4.1. Sul piano del diritto interno, l'art. 35 LStrI indica che il permesso per frontalieri è rilasciato per un'attività lucrativa entro la zona di frontiera, che è di durata limitata, può essere prorogato e vincolato ad altre condizioni (cpv. 1-3). Dall'art. 35 LStrI risulta nel contempo che la proroga del permesso è subordinata all'assenza di motivi di revoca giusta l'art. 62 cpv. 1 LStrI (cpv. 4; sentenze 2C_164/2021 del 29 luglio 2021 consid. 3.1; 2C_480/2020 del 19 giugno 2020 consid. 3.1).  
Ai cittadini comunitari, l'ordinamento interno si applica però unicamente se l'accordo sulla libera circolazione delle persone non contiene disposizioni derogatorie o se la legge federale sugli stranieri e la loro integrazione prevede disposizioni più favorevoli (art. 2 cpv. 2 LStrI; sentenze 2C_810/2019 del 6 gennaio 2020 consid. 3.1; 2C_847/2019 del 18 dicembre 2019 consid. 3.1, entrambe relative al rilascio/rinnovo di un permesso per confinanti UE/AELS). 
 
4.2. Come tutti i diritti conferiti dalle disposizioni dell'accordo citato, anche il diritto per i lavoratori frontalieri dipendenti, cittadini di una parte contraente, di esercitare un'attività economica nel territorio dell'altra parte contraente (art. 4 ALC; art. 2 cpv. 1 e art. 7 allegato I ALC), può essere limitato solo da misure giustificate da motivi di ordine pubblico, pubblica sicurezza o pubblica sanità conformemente all'art. 5 cpv. 1 allegato I ALC (DTF 139 II 121 consid. 5.3; sentenze 2C_164/2021 del 29 luglio 2021 consid. 3.2; 2C_481/2020 del 7 luglio 2020 consid. 3.2).

[Compito A] Secondo l'estratto, per quale tipo di attività e in quale area viene rilasciato il permesso per frontalieri?
I record non hanno alcun legame con l'estratto.

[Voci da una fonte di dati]
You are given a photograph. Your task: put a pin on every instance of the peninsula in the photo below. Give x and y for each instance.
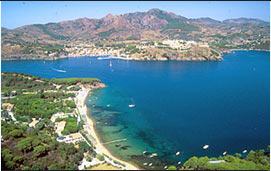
(151, 35)
(42, 108)
(45, 126)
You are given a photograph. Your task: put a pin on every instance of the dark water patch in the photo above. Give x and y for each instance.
(180, 105)
(148, 163)
(120, 130)
(125, 147)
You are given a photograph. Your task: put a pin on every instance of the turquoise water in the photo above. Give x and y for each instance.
(180, 106)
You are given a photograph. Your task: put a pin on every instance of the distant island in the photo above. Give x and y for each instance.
(45, 126)
(151, 35)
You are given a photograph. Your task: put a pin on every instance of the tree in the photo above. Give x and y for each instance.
(100, 157)
(26, 168)
(39, 150)
(18, 159)
(38, 166)
(16, 133)
(25, 144)
(172, 168)
(36, 142)
(10, 164)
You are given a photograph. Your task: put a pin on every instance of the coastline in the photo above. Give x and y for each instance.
(91, 124)
(121, 58)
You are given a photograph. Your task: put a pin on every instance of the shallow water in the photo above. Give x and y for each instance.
(180, 106)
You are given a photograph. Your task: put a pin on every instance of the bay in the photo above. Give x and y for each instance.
(179, 106)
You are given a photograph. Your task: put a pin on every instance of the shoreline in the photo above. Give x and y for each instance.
(91, 124)
(130, 59)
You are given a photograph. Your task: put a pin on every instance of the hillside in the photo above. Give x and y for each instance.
(41, 40)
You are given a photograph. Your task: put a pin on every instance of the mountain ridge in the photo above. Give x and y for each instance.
(153, 25)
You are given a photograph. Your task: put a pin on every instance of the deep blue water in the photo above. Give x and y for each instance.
(180, 106)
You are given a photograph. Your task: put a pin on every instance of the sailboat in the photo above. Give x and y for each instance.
(133, 104)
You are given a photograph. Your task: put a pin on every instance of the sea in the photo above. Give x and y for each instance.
(179, 106)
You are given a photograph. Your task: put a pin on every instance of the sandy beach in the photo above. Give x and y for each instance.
(100, 149)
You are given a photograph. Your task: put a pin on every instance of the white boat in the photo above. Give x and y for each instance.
(58, 70)
(132, 105)
(205, 147)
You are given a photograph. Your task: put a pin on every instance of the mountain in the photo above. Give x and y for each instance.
(240, 21)
(153, 25)
(206, 20)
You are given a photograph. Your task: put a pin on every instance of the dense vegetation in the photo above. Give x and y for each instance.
(255, 160)
(28, 148)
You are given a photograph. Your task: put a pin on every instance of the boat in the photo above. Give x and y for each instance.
(154, 155)
(205, 147)
(132, 105)
(58, 70)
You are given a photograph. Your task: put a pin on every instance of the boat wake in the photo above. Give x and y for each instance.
(58, 70)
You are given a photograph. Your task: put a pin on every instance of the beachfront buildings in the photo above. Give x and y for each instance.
(33, 123)
(61, 115)
(59, 127)
(72, 138)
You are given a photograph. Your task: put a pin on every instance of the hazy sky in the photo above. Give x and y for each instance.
(15, 14)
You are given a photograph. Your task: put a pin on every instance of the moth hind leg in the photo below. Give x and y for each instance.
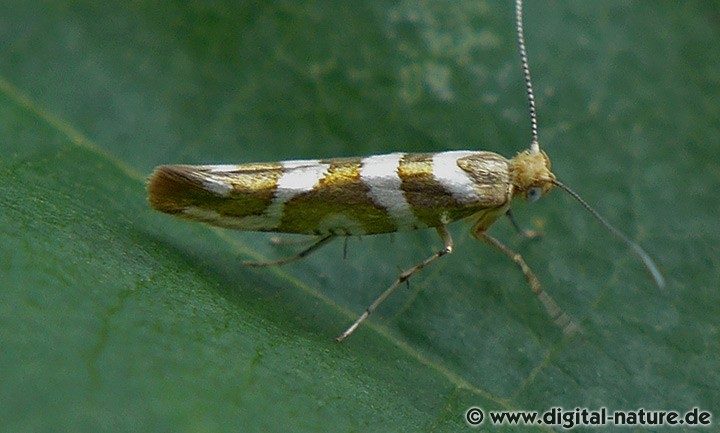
(562, 320)
(304, 253)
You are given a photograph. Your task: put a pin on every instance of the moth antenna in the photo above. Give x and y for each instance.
(637, 249)
(535, 144)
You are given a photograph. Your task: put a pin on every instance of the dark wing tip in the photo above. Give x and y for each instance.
(171, 188)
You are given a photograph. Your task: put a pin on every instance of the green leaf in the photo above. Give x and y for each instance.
(117, 318)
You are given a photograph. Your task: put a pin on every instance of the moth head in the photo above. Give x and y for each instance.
(531, 175)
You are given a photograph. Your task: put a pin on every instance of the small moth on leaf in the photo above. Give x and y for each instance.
(329, 198)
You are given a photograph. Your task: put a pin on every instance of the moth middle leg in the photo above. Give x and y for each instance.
(404, 276)
(324, 240)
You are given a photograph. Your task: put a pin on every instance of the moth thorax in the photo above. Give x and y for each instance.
(531, 171)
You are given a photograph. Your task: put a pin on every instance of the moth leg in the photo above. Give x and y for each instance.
(554, 311)
(404, 276)
(319, 243)
(528, 234)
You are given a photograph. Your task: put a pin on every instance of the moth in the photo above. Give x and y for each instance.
(337, 197)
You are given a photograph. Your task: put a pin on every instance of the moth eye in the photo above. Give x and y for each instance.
(534, 194)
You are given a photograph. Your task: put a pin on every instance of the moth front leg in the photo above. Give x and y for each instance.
(404, 276)
(562, 320)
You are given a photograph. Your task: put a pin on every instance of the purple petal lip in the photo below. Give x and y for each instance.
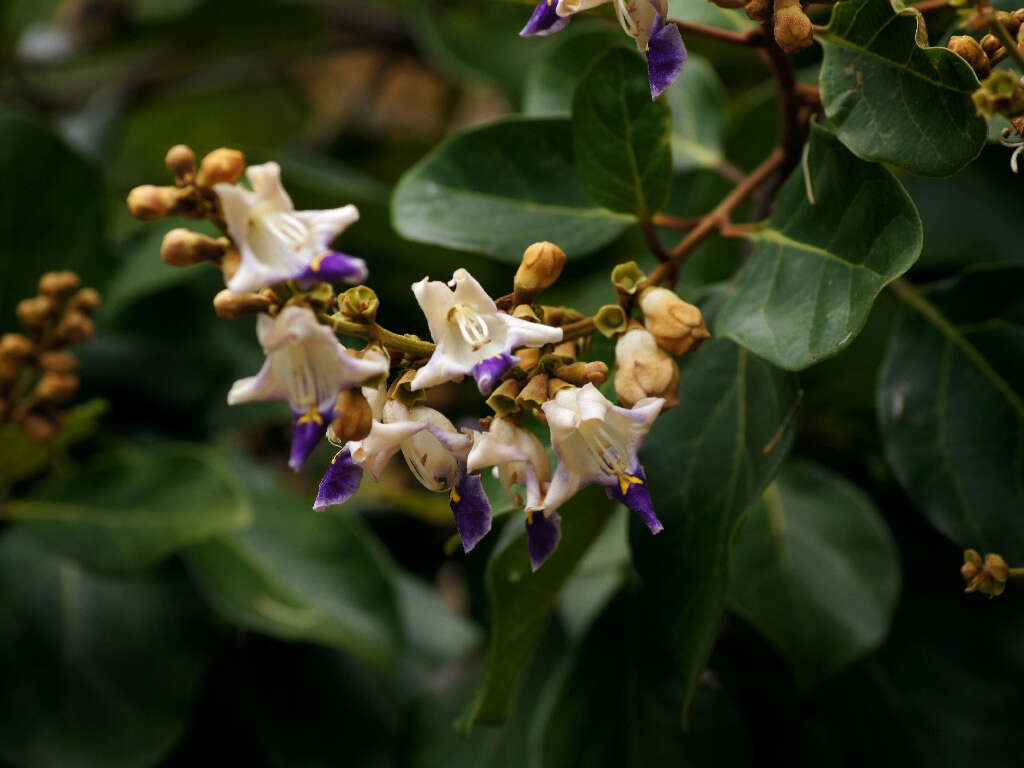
(666, 56)
(306, 432)
(637, 497)
(545, 20)
(543, 535)
(340, 481)
(471, 509)
(488, 372)
(333, 266)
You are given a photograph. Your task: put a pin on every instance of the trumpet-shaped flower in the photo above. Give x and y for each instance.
(276, 243)
(307, 368)
(434, 451)
(644, 20)
(472, 336)
(596, 442)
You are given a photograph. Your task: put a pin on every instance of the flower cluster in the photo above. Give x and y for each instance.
(37, 372)
(524, 357)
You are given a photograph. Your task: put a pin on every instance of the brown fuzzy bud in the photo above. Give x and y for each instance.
(542, 264)
(644, 370)
(233, 305)
(75, 328)
(354, 418)
(38, 428)
(36, 312)
(794, 30)
(180, 161)
(58, 285)
(182, 247)
(677, 326)
(16, 347)
(971, 51)
(56, 387)
(87, 300)
(58, 363)
(220, 167)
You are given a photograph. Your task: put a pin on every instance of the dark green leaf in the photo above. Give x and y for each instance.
(815, 570)
(706, 461)
(621, 137)
(815, 269)
(892, 100)
(96, 671)
(522, 600)
(296, 574)
(132, 509)
(498, 188)
(949, 401)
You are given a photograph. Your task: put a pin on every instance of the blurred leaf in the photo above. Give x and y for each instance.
(706, 461)
(949, 402)
(96, 671)
(892, 100)
(815, 569)
(20, 458)
(815, 269)
(621, 137)
(53, 215)
(697, 101)
(620, 706)
(296, 574)
(522, 600)
(132, 509)
(498, 188)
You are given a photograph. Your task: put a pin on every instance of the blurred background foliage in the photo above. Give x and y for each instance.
(163, 602)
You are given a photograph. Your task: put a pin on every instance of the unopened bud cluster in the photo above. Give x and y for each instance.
(37, 372)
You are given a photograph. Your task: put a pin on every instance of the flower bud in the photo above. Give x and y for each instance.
(87, 300)
(56, 387)
(354, 418)
(75, 328)
(182, 247)
(794, 30)
(971, 51)
(644, 370)
(233, 305)
(180, 161)
(677, 326)
(220, 166)
(542, 264)
(58, 285)
(58, 363)
(16, 347)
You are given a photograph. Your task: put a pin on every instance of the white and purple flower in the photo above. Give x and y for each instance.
(596, 442)
(307, 368)
(472, 336)
(276, 243)
(644, 20)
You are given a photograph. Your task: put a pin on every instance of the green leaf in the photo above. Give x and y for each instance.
(296, 574)
(132, 509)
(892, 100)
(522, 600)
(97, 671)
(52, 218)
(621, 137)
(950, 407)
(706, 461)
(498, 188)
(815, 570)
(697, 102)
(552, 78)
(20, 458)
(815, 269)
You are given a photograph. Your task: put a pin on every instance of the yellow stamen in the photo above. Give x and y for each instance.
(626, 480)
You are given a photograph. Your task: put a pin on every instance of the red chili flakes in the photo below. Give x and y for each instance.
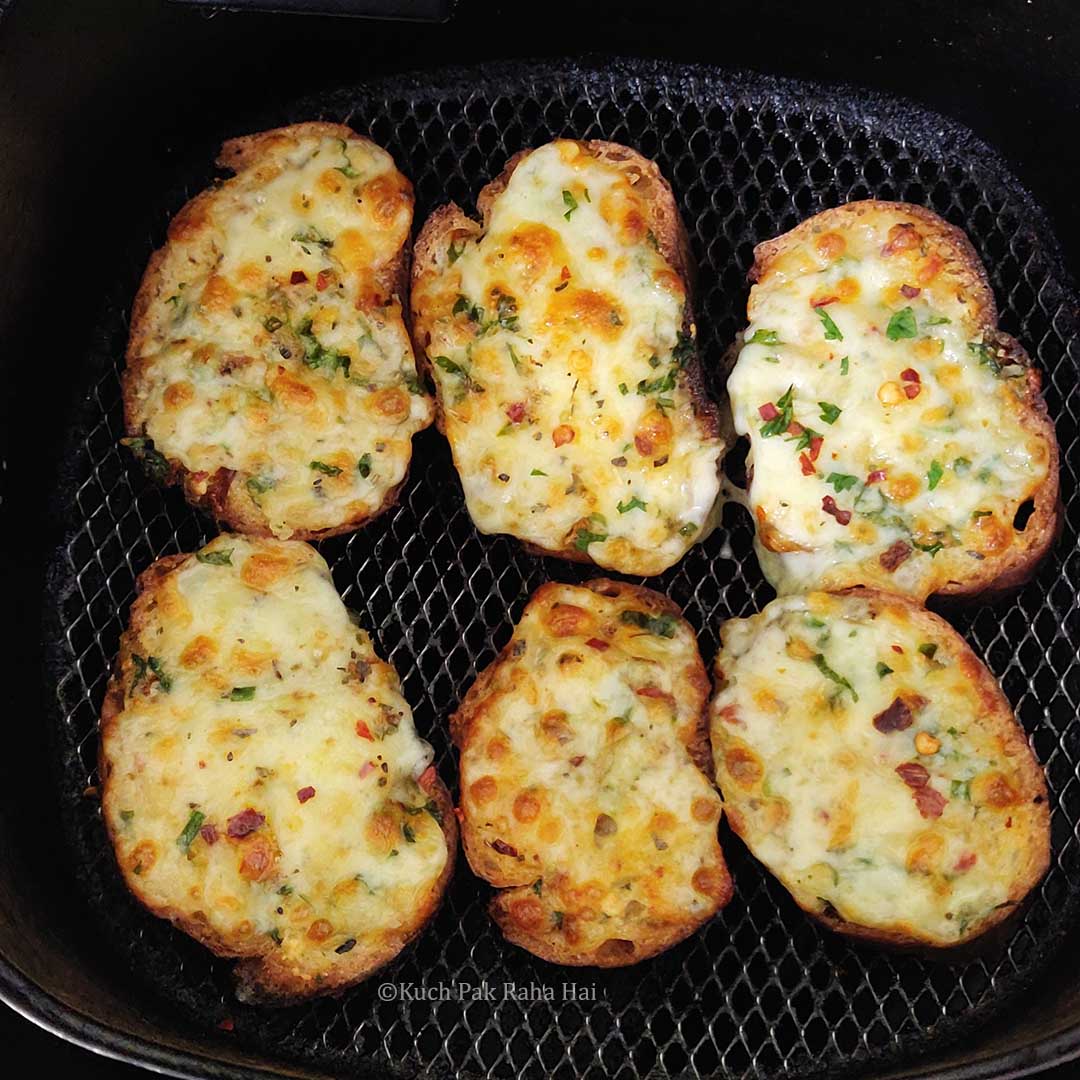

[Compito B] Individua nei record ogni riga che contiene la stringa "flower" e copiala.

[Risultato corretto A] Per un'attività lucrativa entro la zona di frontiera.

[Risultato corretto B]
You are given a photograph. Your task: put a pin on every instance of the trumpet-shaped flower in the photo above. Give x and y for each instance.
You are given a photograph. Your task: put a pin on every instance of the flower cluster in the photo above. Give x and y for each instance.
You are given a photograph. Your task: put a pin on every instance of the flower bud in the photo above. Give x and y for each instance.
You are given a photograph. Your task: put a pin on every instance of the white and purple flower in the photo above. Give x and y for each instance.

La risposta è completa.